● **EXERCISE OBJECTIVE**
Tally how many lines of these entries hold the string "detect". Return the number alone.

● **RECORDS FOR PROCESSING**
● ● ●

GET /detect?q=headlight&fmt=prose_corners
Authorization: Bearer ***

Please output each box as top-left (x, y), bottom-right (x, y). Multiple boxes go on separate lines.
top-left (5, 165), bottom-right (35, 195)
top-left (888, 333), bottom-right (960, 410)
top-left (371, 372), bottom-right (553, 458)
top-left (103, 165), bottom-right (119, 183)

● ● ●

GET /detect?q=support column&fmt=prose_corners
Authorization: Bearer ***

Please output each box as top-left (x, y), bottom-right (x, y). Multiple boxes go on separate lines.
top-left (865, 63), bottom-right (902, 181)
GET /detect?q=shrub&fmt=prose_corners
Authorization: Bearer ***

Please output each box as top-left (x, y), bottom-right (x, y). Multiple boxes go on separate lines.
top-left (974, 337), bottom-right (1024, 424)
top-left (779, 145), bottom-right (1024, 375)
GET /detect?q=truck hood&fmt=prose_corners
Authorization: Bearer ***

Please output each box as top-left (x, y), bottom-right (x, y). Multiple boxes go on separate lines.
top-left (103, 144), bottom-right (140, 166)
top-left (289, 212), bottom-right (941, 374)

● ● ●

● **EXERCISE ANSWER**
4